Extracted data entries
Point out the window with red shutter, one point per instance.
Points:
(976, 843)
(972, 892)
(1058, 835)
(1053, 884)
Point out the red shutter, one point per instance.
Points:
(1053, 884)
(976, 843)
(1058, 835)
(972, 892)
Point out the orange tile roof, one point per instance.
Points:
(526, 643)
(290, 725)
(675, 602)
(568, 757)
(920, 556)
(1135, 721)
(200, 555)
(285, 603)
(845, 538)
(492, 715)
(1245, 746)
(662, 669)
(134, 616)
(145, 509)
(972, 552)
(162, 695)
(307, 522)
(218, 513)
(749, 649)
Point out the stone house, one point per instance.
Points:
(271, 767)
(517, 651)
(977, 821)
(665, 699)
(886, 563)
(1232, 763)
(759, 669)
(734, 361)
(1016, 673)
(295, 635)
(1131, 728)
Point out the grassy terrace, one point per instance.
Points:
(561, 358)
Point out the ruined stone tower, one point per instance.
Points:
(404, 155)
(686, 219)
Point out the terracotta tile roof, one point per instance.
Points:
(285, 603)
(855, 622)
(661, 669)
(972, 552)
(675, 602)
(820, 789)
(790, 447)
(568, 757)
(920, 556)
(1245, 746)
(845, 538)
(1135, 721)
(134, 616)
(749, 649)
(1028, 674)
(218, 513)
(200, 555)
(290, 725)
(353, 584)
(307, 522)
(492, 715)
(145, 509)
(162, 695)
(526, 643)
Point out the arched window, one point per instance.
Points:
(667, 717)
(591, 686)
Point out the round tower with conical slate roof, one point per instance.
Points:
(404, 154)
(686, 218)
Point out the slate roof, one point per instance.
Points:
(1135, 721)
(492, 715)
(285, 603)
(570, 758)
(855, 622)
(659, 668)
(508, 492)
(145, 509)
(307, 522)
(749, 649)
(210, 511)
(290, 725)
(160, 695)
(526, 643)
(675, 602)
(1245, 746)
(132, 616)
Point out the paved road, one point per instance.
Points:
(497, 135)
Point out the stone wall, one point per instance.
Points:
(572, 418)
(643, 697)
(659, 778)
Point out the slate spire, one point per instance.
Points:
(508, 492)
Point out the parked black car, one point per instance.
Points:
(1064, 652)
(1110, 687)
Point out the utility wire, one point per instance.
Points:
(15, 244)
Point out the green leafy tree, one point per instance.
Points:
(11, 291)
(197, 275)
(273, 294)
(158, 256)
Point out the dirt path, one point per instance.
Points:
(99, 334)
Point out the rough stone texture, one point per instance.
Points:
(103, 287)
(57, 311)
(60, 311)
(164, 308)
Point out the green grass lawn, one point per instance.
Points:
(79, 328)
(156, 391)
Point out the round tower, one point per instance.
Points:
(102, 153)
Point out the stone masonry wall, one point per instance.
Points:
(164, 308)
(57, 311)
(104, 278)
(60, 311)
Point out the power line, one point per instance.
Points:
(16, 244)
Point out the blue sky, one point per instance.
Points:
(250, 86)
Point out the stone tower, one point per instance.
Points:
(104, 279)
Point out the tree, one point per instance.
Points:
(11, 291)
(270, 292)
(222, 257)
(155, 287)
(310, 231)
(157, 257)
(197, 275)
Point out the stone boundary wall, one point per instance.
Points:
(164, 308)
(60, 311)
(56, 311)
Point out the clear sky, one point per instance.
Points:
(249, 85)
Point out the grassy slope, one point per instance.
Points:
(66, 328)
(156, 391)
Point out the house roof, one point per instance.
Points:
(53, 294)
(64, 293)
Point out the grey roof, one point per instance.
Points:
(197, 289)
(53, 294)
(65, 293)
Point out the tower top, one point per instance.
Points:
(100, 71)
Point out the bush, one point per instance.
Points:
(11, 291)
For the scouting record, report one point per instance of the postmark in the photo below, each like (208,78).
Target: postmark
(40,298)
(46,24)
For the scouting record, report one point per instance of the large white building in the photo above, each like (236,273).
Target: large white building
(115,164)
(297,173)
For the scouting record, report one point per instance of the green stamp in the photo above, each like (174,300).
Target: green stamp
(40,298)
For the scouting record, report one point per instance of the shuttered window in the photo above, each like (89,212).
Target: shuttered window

What to work on: Would you print exactly, and only, the lines of the data above from the line with "Point out the green leafy" through the line with "Point out the blue", inclusive?

Expected output:
Point out the green leafy tree, one point per instance.
Points:
(11, 291)
(197, 275)
(273, 294)
(158, 256)
Point out the dirt path, one point per instance.
Points:
(99, 334)
Point out the rough stone texture, one point per instance.
Points:
(103, 287)
(57, 311)
(60, 311)
(164, 308)
Point out the green grass lawn, one point per instance.
Points:
(79, 328)
(156, 391)
Point out the round tower, one point per instance.
Points:
(102, 153)
Point out the stone masonry wall, one point per instance.
Points:
(164, 308)
(57, 311)
(104, 278)
(60, 311)
Point out the power line, one point per instance.
Points:
(16, 244)
Point out the blue sky, one point per instance.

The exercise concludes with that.